» Compiti da svolgere
1 > Secondo l'estratto, chi è l'amministratore delegato di Innogy intervenuto all'audizione?
2 > Trascrivi senza modifiche il tratto dell'estratto che va da "PRESIDENTE. L'ordine del" fino a "l'audizione di rappresentanti di Innogy.".

» Estratto fornito
Audizione di rappresentanti di Innogy.

  PRESIDENTE. L'ordine del giorno reca, nell'ambito dell'indagine conoscitiva sulle prospettive di attuazione e di adeguamento della Strategia energetica nazionale al Piano nazionale energia e clima per il 2030, l'audizione di rappresentanti di Innogy.
  Nel dare la parola all'amministratore delegato di Innogy, Paolo Grossi, ricordo che l'audizione odierna è finalizzata esclusivamente a ottenere elementi istruttori utili ad approfondire le tematiche oggetto del programma dell'indagine conoscitiva.

  PAOLO GROSSI, Amministratore delegato di Innogy. Onorevole presidente, onorevoli deputati, desidero innanzitutto esprimere il nostro apprezzamento per questo ampio ciclo di audizioni e per l'invito a Innogy ad esprimere la propria posizione sul Piano integrato energia e clima, che rappresenta un fondamentale strumento di pianificazione del nostro settore.
  Dopo una breve presentazione societaria, mi focalizzerò sui temi a noi più vicini, che sono la generazione da fonti rinnovabili e il disegno dei mercati per la loro efficace integrazione nel sistema elettrico, con degli accenni alle nuove tecnologie che, a nostro avviso, sono essenziali, come lo storage, e qui parliamo di accumuli elettrochimici Pag. 8 in particolare, e l'eolico offshore con le nuove tecnologie floating.

» Dati forniti
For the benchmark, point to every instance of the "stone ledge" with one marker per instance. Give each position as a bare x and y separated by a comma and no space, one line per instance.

» Risposte
1 > Paolo Grossi.

2 >
PRESIDENTE. L'ordine del giorno reca, nell'ambito dell'indagine conoscitiva sulle prospettive di attuazione e di adeguamento della Strategia energetica nazionale al Piano nazionale energia e clima per il 2030, l'audizione di rappresentanti di Innogy.